## Task to carry out
Transcribe only the lines of the listing below from the one holding "box: [139, 85, 176, 112]" through the one holding "positive clicks: (146, 126)", inclusive, without any change.

## Given information
/---

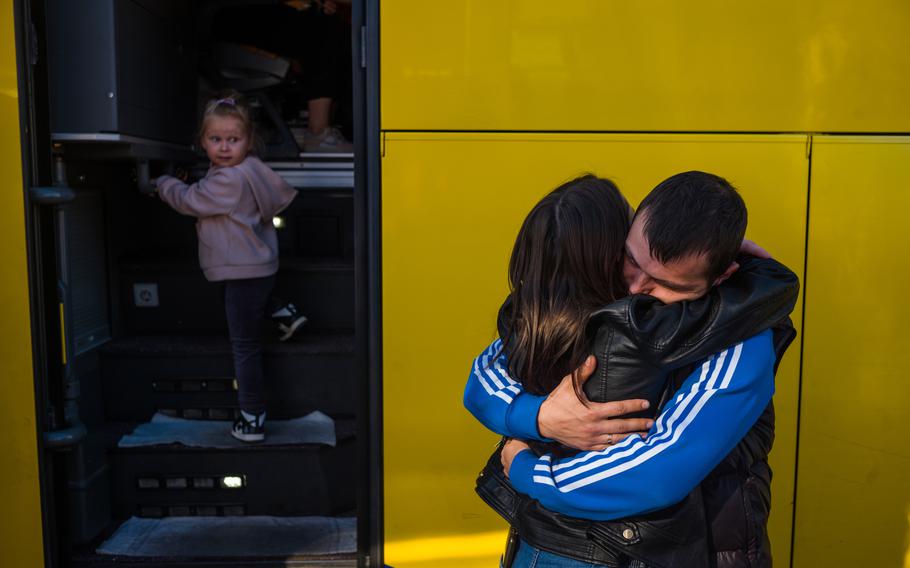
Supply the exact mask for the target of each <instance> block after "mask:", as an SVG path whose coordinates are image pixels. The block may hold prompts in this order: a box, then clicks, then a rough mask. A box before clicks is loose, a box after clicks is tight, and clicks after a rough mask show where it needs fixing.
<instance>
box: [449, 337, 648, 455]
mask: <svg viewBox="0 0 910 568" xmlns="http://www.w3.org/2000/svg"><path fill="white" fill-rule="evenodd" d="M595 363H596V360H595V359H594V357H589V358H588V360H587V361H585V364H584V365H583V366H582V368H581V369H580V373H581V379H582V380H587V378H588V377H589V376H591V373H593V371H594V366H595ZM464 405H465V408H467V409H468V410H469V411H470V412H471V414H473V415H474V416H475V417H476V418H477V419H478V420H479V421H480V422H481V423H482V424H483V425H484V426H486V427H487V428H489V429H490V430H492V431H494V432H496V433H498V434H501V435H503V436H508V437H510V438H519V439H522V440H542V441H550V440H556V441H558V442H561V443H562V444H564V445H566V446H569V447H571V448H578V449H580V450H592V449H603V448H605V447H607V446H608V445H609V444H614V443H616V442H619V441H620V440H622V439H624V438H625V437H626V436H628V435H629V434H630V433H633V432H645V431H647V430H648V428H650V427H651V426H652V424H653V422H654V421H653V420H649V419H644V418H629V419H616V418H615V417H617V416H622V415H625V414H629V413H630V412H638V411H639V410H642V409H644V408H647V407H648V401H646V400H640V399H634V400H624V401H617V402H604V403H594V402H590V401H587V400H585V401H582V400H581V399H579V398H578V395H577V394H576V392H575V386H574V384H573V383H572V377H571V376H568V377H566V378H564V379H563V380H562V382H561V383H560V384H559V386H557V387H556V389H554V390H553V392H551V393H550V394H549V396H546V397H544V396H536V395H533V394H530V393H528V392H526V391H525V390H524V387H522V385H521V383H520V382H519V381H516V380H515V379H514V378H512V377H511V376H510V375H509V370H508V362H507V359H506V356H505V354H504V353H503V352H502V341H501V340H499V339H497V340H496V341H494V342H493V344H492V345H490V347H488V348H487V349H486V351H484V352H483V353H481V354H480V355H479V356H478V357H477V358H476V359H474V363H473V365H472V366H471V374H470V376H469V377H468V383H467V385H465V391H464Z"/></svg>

\---
/---

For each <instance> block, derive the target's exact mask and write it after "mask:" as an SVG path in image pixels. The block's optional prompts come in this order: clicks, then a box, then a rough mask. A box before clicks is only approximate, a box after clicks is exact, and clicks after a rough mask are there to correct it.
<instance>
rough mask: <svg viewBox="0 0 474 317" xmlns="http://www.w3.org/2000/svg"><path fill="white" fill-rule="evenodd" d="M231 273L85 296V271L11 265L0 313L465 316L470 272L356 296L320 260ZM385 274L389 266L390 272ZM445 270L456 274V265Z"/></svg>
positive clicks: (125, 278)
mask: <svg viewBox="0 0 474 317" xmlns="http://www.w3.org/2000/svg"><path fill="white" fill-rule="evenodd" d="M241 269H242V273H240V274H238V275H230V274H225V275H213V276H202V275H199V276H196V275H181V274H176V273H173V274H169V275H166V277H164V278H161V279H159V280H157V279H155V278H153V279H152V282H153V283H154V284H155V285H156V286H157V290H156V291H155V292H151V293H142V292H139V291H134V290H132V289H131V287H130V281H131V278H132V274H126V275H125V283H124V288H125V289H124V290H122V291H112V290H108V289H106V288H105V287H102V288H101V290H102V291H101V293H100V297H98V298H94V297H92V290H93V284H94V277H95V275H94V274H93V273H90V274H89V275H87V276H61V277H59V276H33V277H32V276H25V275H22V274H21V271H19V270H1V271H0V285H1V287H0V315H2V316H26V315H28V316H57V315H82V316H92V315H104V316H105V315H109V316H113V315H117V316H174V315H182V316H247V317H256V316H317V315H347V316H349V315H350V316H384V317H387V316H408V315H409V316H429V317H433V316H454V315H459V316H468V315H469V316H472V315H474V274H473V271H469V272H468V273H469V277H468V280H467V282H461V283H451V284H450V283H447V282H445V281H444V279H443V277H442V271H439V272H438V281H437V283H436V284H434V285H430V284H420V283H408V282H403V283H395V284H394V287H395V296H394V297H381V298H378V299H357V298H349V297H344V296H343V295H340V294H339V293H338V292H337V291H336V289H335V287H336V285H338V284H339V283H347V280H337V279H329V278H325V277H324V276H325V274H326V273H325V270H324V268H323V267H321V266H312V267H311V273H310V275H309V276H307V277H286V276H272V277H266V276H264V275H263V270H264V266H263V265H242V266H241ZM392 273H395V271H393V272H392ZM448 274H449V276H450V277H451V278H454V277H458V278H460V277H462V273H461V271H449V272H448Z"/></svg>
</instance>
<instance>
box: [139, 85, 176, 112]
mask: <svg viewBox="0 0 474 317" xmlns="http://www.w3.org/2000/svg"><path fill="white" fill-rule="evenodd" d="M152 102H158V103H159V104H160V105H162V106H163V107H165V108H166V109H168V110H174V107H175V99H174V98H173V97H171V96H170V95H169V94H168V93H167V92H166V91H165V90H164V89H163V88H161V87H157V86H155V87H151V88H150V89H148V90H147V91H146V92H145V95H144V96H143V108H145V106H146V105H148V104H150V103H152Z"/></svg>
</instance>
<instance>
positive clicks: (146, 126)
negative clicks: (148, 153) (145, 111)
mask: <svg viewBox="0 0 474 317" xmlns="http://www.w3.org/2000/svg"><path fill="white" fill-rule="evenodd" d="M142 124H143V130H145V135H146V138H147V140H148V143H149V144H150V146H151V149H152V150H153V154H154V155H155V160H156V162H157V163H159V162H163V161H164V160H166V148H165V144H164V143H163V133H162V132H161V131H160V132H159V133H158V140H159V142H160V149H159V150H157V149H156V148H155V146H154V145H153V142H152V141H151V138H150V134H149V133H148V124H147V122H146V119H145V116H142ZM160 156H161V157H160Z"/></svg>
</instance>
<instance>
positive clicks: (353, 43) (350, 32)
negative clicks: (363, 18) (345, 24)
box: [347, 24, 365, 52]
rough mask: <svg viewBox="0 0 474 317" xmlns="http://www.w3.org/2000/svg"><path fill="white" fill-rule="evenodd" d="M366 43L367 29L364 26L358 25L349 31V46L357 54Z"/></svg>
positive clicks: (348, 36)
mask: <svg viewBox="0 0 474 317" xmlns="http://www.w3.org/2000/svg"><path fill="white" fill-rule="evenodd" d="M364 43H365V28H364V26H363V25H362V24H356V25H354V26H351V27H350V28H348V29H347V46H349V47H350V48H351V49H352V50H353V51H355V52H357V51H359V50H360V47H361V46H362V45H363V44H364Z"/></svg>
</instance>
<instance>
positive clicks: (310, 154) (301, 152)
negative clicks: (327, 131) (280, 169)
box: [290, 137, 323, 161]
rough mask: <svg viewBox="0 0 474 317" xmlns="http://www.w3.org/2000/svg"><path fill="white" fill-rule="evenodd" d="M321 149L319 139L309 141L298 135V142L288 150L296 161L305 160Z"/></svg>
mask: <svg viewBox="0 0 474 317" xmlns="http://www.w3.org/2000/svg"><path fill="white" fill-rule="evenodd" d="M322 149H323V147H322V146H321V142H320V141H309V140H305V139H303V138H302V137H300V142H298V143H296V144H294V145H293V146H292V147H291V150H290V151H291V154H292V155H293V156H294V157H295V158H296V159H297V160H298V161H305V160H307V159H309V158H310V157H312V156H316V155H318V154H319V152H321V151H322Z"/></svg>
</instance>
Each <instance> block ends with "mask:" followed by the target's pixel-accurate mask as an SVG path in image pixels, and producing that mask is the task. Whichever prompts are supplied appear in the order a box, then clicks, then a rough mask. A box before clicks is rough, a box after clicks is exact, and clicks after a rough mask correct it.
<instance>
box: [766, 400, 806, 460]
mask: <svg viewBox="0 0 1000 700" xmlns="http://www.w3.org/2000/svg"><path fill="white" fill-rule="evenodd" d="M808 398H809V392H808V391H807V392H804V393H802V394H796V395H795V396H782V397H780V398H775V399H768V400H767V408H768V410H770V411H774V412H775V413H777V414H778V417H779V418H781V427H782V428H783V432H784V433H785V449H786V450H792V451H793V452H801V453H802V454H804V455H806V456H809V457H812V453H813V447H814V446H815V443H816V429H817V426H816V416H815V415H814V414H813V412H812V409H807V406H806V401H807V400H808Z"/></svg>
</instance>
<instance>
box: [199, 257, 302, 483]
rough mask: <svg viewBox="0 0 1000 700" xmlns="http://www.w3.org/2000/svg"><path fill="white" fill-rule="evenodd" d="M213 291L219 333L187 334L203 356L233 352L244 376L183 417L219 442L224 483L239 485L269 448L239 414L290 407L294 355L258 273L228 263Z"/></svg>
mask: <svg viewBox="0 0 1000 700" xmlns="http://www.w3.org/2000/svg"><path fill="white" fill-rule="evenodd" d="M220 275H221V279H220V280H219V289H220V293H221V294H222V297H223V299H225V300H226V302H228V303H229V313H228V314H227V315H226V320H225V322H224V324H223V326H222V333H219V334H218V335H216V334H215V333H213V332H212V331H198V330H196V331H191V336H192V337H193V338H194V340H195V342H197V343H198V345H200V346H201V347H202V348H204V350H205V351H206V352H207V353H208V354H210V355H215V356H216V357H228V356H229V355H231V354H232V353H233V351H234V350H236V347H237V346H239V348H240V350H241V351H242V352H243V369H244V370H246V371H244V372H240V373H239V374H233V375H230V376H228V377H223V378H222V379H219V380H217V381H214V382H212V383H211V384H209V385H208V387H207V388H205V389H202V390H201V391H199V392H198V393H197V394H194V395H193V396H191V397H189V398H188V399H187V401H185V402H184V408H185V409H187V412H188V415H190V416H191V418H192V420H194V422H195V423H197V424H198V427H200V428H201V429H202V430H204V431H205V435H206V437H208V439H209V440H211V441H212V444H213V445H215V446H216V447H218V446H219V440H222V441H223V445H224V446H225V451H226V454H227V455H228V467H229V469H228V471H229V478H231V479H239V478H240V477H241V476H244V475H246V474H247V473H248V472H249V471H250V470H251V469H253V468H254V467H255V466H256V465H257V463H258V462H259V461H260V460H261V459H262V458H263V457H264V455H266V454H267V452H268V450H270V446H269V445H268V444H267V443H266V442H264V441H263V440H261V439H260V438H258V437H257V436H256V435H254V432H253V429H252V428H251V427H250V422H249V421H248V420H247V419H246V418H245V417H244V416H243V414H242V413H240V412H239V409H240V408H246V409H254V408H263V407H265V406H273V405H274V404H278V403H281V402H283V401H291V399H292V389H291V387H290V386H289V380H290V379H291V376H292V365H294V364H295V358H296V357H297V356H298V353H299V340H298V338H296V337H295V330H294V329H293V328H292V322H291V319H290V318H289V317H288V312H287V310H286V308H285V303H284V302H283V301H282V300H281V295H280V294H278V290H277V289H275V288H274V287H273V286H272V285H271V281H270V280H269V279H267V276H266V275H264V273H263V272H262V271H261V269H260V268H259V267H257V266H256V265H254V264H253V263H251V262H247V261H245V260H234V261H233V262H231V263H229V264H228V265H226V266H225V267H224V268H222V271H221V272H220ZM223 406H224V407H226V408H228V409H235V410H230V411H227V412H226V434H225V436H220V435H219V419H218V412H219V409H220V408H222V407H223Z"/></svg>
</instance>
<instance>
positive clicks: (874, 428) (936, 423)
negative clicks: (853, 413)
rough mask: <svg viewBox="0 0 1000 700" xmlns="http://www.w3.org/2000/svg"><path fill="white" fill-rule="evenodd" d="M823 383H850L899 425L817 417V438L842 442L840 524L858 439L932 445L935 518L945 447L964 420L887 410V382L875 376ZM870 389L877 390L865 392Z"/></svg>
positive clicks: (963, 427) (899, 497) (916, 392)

\---
/---

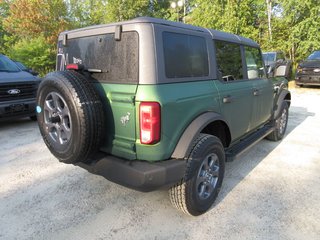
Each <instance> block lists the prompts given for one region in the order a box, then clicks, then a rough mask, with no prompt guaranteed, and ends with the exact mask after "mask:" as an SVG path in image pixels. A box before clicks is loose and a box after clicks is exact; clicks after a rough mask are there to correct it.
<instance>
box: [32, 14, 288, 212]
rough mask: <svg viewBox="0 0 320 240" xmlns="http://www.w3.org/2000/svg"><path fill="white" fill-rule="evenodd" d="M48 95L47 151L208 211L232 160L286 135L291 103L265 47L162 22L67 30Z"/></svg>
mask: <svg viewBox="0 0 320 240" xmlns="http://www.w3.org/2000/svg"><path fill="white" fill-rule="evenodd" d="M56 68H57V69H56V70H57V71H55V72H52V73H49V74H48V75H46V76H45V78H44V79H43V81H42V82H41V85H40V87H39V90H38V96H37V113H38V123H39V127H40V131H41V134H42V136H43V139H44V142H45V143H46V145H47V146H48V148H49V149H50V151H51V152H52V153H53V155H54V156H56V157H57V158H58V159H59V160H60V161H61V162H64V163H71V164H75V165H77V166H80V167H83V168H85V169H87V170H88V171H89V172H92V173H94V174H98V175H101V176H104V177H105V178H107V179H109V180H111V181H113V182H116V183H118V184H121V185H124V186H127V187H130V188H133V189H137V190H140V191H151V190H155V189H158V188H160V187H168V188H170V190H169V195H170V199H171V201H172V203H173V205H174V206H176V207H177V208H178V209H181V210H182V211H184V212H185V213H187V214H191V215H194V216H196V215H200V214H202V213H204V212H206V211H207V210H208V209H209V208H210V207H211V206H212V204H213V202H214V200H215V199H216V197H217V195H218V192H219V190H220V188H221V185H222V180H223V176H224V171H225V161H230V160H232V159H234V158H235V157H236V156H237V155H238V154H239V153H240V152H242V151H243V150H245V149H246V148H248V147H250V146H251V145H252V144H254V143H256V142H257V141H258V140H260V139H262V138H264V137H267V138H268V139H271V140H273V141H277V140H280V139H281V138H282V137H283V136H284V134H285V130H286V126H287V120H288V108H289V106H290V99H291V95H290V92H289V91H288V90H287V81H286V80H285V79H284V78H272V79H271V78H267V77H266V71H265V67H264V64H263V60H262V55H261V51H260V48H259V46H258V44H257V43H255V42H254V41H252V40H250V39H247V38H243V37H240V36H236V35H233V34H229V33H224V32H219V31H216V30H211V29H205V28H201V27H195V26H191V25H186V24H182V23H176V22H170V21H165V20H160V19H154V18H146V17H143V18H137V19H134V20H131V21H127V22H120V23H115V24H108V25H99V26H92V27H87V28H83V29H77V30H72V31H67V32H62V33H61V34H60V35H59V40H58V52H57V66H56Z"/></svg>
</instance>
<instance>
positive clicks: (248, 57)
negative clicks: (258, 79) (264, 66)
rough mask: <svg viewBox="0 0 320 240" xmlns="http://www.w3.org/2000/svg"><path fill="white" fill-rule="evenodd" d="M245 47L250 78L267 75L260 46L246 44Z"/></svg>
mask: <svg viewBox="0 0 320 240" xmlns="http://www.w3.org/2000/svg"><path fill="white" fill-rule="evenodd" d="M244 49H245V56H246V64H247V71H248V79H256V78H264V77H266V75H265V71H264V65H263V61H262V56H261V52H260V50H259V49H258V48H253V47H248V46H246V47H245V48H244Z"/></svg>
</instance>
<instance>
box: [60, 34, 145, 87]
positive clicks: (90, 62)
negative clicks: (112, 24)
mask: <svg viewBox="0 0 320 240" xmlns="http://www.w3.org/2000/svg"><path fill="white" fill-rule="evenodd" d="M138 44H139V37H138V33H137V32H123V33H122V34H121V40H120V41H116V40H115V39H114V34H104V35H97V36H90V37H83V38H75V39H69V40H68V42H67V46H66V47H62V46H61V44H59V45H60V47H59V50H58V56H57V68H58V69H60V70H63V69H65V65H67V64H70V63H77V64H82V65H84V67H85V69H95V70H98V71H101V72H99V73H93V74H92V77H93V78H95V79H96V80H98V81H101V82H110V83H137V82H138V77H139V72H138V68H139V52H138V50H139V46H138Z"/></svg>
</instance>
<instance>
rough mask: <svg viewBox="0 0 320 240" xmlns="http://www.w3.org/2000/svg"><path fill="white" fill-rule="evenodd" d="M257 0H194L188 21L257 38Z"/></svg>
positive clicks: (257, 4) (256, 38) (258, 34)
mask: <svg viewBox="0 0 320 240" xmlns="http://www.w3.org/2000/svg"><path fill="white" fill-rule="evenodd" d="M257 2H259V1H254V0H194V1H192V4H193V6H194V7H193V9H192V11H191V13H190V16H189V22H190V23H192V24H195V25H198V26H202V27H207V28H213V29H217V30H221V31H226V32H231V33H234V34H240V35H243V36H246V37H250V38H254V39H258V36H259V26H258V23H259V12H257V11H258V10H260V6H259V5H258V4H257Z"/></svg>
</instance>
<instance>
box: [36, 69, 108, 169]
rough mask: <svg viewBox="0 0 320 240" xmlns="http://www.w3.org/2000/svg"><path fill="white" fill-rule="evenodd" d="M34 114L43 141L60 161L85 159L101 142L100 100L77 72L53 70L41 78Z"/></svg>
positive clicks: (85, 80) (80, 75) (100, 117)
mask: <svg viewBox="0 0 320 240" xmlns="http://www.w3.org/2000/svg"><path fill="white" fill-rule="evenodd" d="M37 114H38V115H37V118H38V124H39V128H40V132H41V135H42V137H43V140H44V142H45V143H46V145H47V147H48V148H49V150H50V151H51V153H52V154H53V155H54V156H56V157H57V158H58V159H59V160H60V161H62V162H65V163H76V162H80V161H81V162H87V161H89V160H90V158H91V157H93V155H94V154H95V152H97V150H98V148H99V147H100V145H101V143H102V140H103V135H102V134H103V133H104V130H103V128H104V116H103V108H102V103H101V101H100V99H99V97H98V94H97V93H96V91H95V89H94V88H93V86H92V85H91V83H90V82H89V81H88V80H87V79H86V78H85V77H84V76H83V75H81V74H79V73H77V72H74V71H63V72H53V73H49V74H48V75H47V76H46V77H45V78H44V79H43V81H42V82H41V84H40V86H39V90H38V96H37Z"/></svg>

\---

## Answer to this problem
box: [139, 85, 176, 112]
mask: <svg viewBox="0 0 474 317" xmlns="http://www.w3.org/2000/svg"><path fill="white" fill-rule="evenodd" d="M152 102H158V103H159V104H160V105H162V106H163V107H165V108H166V109H168V110H174V107H175V99H174V98H173V97H171V96H170V95H169V94H168V93H167V92H166V91H165V90H164V89H163V88H161V87H157V86H155V87H151V88H150V89H148V90H147V91H146V92H145V95H144V96H143V108H145V106H146V105H148V104H150V103H152Z"/></svg>
</instance>
<instance>
positive clicks: (146, 126)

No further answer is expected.